+++ EXTRACTED ENTRIES
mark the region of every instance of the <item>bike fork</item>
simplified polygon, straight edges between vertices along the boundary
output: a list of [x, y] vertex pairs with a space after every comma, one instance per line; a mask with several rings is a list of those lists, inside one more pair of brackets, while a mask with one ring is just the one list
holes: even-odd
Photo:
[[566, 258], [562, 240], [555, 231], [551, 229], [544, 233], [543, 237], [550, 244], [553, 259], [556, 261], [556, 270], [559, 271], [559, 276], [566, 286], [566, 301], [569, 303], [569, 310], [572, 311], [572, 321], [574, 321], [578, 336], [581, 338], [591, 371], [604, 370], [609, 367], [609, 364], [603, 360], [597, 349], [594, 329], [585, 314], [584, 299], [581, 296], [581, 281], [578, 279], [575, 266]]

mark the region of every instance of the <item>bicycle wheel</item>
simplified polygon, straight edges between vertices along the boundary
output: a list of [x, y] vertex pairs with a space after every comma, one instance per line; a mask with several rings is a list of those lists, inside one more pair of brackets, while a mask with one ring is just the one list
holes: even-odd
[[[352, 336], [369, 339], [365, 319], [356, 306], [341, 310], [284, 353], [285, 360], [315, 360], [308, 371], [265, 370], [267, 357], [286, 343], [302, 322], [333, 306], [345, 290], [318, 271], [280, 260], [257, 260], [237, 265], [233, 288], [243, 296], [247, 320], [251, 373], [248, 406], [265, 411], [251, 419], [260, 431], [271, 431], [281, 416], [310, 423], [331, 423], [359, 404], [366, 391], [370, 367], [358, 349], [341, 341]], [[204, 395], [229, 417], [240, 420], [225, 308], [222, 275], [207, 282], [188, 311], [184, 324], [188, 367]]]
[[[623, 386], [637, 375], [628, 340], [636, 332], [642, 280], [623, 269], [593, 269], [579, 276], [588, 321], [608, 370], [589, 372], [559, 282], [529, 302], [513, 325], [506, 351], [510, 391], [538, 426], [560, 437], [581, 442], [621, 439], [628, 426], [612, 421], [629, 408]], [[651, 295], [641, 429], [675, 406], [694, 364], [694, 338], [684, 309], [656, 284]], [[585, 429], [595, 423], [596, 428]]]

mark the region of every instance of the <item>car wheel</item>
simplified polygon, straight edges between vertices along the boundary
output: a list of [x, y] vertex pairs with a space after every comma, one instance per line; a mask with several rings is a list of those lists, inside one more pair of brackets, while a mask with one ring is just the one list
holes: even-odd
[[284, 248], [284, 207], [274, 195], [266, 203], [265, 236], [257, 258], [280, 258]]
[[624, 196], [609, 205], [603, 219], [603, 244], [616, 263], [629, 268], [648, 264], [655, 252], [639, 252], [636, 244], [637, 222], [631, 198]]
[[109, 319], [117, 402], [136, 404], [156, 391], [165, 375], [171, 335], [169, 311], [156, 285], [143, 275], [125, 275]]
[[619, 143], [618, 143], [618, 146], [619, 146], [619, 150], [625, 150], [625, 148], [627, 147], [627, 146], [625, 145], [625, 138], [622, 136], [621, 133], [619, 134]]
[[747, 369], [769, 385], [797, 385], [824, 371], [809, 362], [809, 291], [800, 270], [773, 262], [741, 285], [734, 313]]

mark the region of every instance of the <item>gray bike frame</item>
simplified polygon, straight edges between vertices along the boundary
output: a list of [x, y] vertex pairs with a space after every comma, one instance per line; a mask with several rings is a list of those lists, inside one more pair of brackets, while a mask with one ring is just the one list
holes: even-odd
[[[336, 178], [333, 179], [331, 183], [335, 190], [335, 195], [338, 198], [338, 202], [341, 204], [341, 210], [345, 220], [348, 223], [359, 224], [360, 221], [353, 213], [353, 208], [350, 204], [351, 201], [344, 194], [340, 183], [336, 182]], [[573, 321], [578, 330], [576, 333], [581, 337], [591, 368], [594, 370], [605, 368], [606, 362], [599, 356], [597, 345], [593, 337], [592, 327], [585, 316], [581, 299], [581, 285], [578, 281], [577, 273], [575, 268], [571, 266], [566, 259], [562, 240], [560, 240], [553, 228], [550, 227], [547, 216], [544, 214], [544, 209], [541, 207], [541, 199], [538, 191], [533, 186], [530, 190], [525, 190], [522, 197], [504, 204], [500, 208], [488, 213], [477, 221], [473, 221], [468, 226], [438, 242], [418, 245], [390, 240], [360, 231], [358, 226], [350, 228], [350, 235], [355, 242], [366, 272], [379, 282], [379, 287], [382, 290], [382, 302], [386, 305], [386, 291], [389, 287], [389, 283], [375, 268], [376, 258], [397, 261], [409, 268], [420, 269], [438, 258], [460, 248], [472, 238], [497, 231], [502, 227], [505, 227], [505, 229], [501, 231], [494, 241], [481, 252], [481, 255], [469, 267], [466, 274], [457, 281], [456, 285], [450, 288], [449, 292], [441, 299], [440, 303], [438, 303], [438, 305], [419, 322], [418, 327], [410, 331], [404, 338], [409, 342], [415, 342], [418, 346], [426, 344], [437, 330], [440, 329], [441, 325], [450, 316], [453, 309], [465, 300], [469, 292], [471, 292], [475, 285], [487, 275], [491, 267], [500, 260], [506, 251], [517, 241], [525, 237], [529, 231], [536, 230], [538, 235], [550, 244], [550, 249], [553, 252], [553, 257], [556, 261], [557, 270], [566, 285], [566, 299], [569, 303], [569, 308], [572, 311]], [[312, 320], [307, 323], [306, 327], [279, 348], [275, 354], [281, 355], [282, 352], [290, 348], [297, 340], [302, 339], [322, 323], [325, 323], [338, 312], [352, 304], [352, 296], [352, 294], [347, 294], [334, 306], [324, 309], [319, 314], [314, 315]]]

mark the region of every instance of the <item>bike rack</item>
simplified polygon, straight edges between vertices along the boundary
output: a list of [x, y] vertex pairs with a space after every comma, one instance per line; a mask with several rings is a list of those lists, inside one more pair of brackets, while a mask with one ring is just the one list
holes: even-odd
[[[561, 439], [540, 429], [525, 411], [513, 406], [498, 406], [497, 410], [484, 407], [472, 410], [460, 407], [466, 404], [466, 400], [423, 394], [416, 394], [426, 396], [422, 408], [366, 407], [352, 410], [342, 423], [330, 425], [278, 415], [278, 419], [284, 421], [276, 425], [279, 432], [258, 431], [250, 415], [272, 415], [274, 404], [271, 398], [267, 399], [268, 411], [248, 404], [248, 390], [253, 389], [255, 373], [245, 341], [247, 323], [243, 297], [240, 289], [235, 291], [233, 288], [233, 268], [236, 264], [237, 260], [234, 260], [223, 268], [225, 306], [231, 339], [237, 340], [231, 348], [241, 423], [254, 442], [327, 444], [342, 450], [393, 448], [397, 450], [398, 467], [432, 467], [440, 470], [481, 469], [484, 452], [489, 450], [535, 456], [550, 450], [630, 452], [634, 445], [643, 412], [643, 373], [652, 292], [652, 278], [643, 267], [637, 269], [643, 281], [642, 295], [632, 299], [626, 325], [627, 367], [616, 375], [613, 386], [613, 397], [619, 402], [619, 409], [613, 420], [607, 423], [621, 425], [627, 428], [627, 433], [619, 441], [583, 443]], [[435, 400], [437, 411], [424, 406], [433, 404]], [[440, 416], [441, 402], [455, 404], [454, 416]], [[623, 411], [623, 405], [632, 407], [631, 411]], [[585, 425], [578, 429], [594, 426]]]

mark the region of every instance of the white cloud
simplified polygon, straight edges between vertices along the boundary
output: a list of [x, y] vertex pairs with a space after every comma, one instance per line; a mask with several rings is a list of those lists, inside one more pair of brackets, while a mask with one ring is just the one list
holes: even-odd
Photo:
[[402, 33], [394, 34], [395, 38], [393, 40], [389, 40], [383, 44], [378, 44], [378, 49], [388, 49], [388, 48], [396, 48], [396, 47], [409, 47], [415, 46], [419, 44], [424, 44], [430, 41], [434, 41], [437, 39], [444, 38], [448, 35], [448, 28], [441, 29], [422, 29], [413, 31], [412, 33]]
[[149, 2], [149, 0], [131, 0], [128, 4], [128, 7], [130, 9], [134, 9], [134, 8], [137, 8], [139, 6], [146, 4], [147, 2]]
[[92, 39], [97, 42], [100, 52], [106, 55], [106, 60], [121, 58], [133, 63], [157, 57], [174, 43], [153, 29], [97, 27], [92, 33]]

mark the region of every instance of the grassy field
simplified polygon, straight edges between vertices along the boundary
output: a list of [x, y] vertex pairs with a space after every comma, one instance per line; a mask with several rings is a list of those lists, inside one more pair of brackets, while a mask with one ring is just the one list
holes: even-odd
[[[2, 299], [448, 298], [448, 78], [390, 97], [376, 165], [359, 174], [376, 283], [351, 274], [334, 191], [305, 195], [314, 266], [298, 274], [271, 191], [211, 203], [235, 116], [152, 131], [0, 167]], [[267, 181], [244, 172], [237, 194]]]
++++++
Every line of the entries above that holds "item" should be copied out.

RESPONSE BOX
mark the region of every instance of the <item>bike fork</item>
mark the region of every instance of the <item>bicycle wheel</item>
mark the region of every instance of the <item>car wheel</item>
mark the region of every instance of the <item>gray bike frame</item>
mark the region of every instance of the <item>bike rack</item>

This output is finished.